Exercise directions:
In the data below, how many lines contain the string "outline"? Give only the number.
- Opening Delimiter -
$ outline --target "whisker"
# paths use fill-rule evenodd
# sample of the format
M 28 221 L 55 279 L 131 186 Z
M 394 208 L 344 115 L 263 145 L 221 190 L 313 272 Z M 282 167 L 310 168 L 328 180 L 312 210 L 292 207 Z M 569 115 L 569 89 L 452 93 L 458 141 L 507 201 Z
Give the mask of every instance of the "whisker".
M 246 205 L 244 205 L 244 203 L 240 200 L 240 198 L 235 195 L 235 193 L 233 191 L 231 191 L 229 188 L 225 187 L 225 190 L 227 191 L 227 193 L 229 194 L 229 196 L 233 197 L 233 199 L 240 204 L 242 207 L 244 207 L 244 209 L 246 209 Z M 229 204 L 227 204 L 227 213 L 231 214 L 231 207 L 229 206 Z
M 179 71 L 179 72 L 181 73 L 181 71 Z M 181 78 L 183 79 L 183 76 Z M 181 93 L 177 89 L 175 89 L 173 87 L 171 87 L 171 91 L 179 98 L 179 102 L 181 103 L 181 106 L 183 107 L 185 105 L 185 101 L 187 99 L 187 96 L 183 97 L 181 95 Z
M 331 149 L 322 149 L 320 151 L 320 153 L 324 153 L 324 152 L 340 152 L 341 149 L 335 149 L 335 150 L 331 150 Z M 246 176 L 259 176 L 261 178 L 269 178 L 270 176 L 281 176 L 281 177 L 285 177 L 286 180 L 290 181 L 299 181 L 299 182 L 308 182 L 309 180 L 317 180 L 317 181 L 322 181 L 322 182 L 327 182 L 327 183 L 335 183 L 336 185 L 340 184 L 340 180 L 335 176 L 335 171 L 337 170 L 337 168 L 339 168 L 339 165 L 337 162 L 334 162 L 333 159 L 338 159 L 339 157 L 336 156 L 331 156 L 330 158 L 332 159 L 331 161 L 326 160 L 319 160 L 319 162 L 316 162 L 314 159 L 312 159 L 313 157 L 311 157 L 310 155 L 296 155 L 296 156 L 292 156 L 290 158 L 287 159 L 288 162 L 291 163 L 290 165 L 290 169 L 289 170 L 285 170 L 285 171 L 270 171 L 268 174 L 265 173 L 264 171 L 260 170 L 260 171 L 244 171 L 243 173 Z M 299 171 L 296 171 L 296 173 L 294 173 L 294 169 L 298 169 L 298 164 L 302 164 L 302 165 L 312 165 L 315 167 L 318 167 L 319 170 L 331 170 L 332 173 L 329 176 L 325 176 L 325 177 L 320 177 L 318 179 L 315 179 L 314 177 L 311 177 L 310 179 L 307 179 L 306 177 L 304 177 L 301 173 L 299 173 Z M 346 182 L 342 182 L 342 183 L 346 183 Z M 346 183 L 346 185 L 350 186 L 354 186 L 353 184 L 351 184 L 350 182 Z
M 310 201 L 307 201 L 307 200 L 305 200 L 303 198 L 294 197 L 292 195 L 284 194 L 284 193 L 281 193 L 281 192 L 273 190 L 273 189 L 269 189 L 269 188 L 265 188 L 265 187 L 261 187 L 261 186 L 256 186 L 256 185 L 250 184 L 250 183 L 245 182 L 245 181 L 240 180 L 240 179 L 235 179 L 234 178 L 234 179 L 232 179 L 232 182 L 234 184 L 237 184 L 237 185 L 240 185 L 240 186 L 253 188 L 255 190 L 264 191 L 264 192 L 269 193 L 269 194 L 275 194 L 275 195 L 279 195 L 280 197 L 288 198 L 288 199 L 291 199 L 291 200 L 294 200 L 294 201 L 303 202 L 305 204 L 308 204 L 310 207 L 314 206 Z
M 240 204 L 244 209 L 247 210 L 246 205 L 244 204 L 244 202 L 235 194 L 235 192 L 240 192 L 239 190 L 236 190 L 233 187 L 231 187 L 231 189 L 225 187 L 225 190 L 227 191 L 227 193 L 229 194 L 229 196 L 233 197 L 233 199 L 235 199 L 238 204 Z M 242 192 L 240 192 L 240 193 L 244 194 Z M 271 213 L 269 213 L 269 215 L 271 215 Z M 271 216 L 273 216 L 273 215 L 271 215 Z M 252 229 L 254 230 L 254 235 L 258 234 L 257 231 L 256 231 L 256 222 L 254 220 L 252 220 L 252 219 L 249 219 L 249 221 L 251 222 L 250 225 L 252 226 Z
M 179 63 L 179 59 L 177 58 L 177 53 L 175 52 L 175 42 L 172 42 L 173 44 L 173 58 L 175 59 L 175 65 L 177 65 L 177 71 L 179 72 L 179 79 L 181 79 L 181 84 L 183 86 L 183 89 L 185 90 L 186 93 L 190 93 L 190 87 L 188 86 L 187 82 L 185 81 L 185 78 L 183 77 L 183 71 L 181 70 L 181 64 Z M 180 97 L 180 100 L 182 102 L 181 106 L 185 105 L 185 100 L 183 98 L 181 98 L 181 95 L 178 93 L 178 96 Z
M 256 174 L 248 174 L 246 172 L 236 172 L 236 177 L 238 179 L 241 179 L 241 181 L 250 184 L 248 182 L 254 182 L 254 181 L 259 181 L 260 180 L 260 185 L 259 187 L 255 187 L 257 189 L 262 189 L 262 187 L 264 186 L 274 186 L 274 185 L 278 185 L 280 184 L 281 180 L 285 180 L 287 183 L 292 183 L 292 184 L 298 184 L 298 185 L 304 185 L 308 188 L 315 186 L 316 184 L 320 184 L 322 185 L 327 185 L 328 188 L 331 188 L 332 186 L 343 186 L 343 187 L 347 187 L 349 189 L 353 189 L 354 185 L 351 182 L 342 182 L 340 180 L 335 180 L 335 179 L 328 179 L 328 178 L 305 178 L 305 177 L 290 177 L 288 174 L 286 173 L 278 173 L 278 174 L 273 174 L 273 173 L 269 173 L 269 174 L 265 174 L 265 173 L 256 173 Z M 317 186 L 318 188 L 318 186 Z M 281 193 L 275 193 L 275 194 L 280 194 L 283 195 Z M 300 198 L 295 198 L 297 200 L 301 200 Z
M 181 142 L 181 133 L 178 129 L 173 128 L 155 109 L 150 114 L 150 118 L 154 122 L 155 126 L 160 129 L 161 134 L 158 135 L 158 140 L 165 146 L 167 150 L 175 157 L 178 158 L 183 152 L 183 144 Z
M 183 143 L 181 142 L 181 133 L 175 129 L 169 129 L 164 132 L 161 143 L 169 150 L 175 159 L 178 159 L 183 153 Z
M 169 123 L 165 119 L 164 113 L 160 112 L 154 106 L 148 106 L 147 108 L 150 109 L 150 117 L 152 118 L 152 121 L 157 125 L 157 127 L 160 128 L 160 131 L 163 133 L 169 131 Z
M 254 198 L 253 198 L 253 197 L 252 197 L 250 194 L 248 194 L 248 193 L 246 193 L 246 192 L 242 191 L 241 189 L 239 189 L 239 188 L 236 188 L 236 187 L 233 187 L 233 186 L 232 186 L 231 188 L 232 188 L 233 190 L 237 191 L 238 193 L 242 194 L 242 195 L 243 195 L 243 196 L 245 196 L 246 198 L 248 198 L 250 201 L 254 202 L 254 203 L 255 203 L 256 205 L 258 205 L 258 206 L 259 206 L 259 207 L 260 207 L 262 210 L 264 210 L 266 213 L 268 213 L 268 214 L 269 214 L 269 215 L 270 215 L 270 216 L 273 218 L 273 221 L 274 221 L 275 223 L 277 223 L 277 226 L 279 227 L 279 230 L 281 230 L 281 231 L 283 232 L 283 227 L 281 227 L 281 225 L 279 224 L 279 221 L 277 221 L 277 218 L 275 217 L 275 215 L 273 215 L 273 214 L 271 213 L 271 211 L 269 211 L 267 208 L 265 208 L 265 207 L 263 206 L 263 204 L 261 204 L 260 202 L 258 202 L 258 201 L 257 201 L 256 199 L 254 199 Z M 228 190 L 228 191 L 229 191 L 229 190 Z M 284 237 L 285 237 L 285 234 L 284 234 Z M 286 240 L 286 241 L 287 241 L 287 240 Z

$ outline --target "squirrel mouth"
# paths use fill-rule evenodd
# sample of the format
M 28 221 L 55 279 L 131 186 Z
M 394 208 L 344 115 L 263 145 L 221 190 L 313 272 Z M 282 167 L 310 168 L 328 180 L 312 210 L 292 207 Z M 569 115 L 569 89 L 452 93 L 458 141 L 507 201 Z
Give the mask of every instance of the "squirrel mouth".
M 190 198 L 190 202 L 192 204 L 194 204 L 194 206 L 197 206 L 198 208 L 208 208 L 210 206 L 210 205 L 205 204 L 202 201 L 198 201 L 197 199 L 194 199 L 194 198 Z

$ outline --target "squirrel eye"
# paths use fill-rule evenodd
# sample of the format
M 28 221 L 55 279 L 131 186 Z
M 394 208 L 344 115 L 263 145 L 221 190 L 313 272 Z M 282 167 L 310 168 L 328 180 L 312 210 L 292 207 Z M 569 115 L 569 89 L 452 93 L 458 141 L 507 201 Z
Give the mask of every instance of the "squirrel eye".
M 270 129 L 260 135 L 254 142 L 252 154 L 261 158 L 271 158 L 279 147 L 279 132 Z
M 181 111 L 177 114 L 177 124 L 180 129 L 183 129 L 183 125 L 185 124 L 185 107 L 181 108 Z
- Closing Delimiter -
Response area:
3